> **Brano di testo**

La coltivazione dei carciofi è una pratica agricola assai diffusa nel nostro Paese, sia a livello professionale, che nell’orto domestico.
L’Italia è infatti uno dei maggiori produttori a livello mondiale, con le coltivazioni che si concentrano specialmente nel Centro-Sud Italia.
Il successo dei carciofi è dovuto alla loro grande versatilità in cucina, sono infatti i protagonisti di numerosi piatti regionali.
Con le giuste cure colturali questa pianta può garantire ottime rese nell’orto familiare.
Vediamo quindi come avviare una coltivazione di carciofi, ovvero una carciofaia, e quali sono tutti gli accorgimenti colturali necessari.
Identificazione e origini
Il carciofo Cynara cardunculus L. scolymus è una pianta della famiglia delle Asteracee o Compositae, sottofamiglia delle Tubuliflorae, tribù delle Cynareae, genere Cynara, specie scolymus.
Altre specie assai diffuse sono la Cynara cardunculus silvestris, ovvero il cardo selvatico, noto anche come carduccio, specie spontanea nel Mediterraneo; e la Cynara cardunculus altilis, ossia il cardo domestico.
In quest’articolo, però, tratteremo solo la prima delle tre specie, quella principale, coltivata sia a livello professionale che domestico.
Il carciofo ha originari comprese tra la costa orientale del Mediterraneo e l’Africa settentrionale, fino all’Etiopia, nazione in cui se ne trovano, ancora oggi, diverse specie spontanee.
La coltivazione dei carciofi è diffusa sin dall’antichità ed apprezzata per il pregio e il gusto unico dei capolini. Era molto praticata presso i greci, i latini e gli ebrei e le prime descrizioni botaniche risalgono allo storico greco Teofrasto.
Il termine italiano “carciofo” e quello spagnolo alcachofa derivano dalla parola araba harsciof.

Voci del dataset
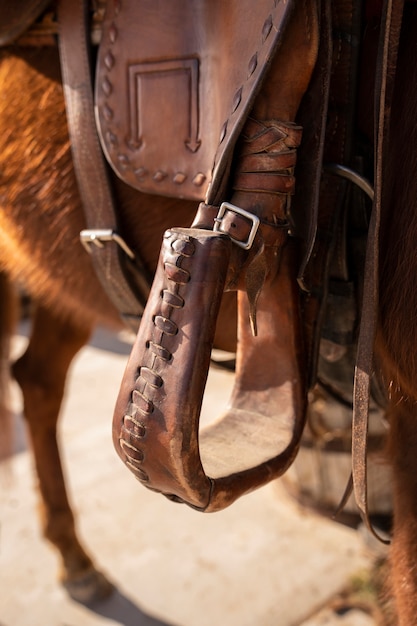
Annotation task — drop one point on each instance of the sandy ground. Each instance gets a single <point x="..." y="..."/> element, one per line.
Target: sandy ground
<point x="264" y="561"/>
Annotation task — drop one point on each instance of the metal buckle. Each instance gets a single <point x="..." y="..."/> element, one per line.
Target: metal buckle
<point x="226" y="206"/>
<point x="99" y="236"/>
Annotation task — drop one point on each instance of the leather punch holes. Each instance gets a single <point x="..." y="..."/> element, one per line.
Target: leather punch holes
<point x="176" y="249"/>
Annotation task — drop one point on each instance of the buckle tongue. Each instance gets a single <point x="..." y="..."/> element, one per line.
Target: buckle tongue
<point x="97" y="237"/>
<point x="226" y="206"/>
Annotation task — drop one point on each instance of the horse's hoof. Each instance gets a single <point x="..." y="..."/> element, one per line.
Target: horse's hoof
<point x="88" y="587"/>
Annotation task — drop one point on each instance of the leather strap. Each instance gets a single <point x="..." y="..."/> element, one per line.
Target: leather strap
<point x="389" y="40"/>
<point x="112" y="259"/>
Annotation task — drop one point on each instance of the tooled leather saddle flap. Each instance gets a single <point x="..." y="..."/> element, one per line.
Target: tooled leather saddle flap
<point x="175" y="84"/>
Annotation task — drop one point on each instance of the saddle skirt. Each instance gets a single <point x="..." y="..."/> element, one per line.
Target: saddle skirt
<point x="175" y="84"/>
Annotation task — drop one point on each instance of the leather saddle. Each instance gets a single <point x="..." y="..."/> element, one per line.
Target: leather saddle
<point x="174" y="107"/>
<point x="172" y="97"/>
<point x="175" y="96"/>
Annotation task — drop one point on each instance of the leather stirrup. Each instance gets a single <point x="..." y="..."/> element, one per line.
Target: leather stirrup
<point x="156" y="420"/>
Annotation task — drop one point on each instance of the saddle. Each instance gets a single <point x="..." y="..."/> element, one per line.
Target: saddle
<point x="177" y="114"/>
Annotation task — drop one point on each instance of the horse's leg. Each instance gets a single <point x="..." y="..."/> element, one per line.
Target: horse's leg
<point x="403" y="557"/>
<point x="41" y="373"/>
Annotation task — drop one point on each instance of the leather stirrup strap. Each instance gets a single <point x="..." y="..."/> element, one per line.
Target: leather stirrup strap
<point x="390" y="34"/>
<point x="102" y="241"/>
<point x="156" y="419"/>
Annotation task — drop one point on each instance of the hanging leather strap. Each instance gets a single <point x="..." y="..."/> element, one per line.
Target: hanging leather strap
<point x="389" y="40"/>
<point x="117" y="266"/>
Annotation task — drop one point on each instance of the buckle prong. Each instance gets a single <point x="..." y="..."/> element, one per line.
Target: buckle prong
<point x="97" y="237"/>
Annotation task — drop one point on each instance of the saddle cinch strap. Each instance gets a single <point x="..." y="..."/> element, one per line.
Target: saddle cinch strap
<point x="156" y="421"/>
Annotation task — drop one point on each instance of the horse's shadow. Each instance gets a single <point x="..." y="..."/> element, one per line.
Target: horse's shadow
<point x="122" y="610"/>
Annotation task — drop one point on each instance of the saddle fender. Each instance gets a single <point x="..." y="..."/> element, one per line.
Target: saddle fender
<point x="242" y="245"/>
<point x="156" y="421"/>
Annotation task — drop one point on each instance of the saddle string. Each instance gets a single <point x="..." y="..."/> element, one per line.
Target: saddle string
<point x="386" y="63"/>
<point x="119" y="269"/>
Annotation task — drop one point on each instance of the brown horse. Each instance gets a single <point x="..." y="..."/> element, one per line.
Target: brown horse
<point x="40" y="222"/>
<point x="41" y="219"/>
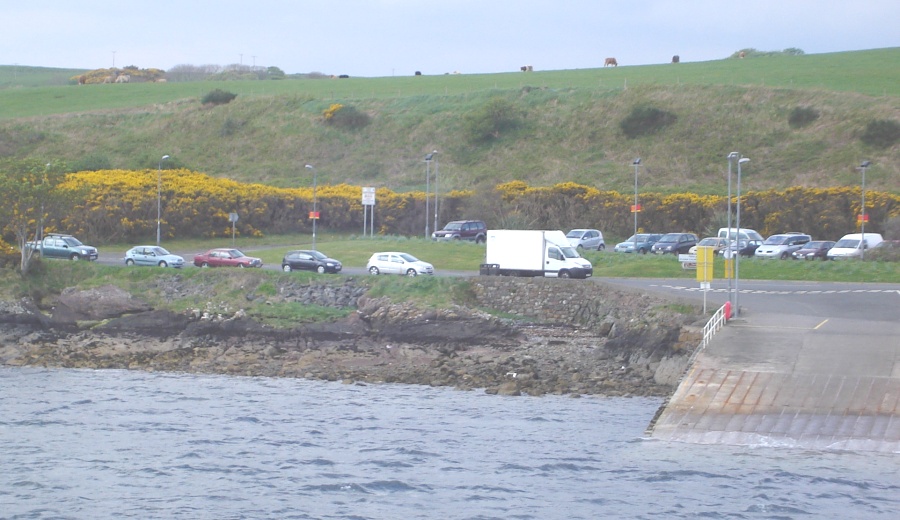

> **Compiti**
**a)** Traduci in inglese questa frase del testo sui carciofi: «Con le giuste cure colturali questa pianta può garantire ottime rese nell’orto familiare.»
**b)** Scrivi il seguito del testo sui carciofi, partendo subito dopo la sua ultima frase.
Le voci sono materiale a sé, separato dal testo sui carciofi.

> **Soluzioni**
**a)** With the right growing care, this plant can deliver excellent yields in the home garden.

**b)**
Le migliori varietà di carciofi da coltivare
Esistono numerose varietà di carciofi da coltivare, che si possono suddividere in quattro gruppi. Vediamo quali sono.
- Spinosi: Spinoso Sardo, Spinoso violetto di Liguria e Spinoso di Palermo. Presentano capolini di dimensioni medie, forma conica. Si dicono spinosi per via delle spine sulle foglie interne. Si tratta di piante cosiddette “rifiorenti”, con la possibilità in estate, grazie a copiose irrigazioni, di far rivegetare la “ceppaia” e regalare una produzione autunno-invernale molto apprezzata.
- Catanesi: carciofo Catanese, Siracusano, Masedu, Violetto di Catania, Violetto d’Algeria e Violetto di Provenza. Sono piante dalla maturazione del capolino precoce, dimensioni medie e forma cilindrica. Anche i carciofi del gruppo “Catanese” sono rifiorenti.
- Violetti: Violetto di Toscana, Violetto di Maremma, Violetto di Pesaro, Violetto di San Luca, Precoce Violetto di Chioggia, Moretto. La loro caratteristica comune è un capolino di grandi dimensioni e forma ellissoidale.
- Romaneschi: Romanesco, Campagnano, Mazzaferrata, Castellamare, Grosso Orvientano. Sono molto diffusi e apprezzati nel Centro Italia, con una produzione regolare e un capolino di grandi dimensioni.
Caratteristiche botaniche dei carciofi
In natura il carciofo è una pianta di tipo erbaceo e perenne. Nella coltivazione segue dei cicli poliennali.
Le piante originate da seme hanno una radice principale a fittone e numerose radici secondarie. I carciofi che derivano da carduccio o da ovulo, presentano radici avventizie fibrose, che crescendo diventano carnose e si ingrossano. In questa fase cessano la loro attività trofica, per svolgere solo quella di riserva (vedremo in seguito le differenze del tipo d’impianto).
Primo anno
Nel primo anno le radici di maggiori dimensioni, in genere, non vanno oltre i 40 cm di profondità. Nelle piante di carciofi con più di un anno di età, la funzione trofica viene mantenuta fino a quando il carduccio è in crescita attiva. Nella pianta continuano a formarsi nuovi carducci, le radici fibrose dell’anno precedente diventano carnose e quelle vecchie vengono sostituite.
Anni successivi al primo
Nell’anno successivo a quello d’impianto la lunghezza delle radici aumenta, fino ad arrivare anche a 1,5 m di profondità.
Il fusto rizomatoso ha portamento eretto e si ramifica in tempo di fioritura. E’ molto robusto, con striature longitudinali e foglie alterne grandi, di colore verde intenso-grigiastro nella pagina superiore, più chiare e con peluria in quella inferiore.
La presenza di spine sulle foglie dipende dalla varietà.
Il fusto è anche detto “ceppo” o “ceppaia”. Su di esso si differenziano le guaine che, in seguito, formeranno i carducci e i capolini.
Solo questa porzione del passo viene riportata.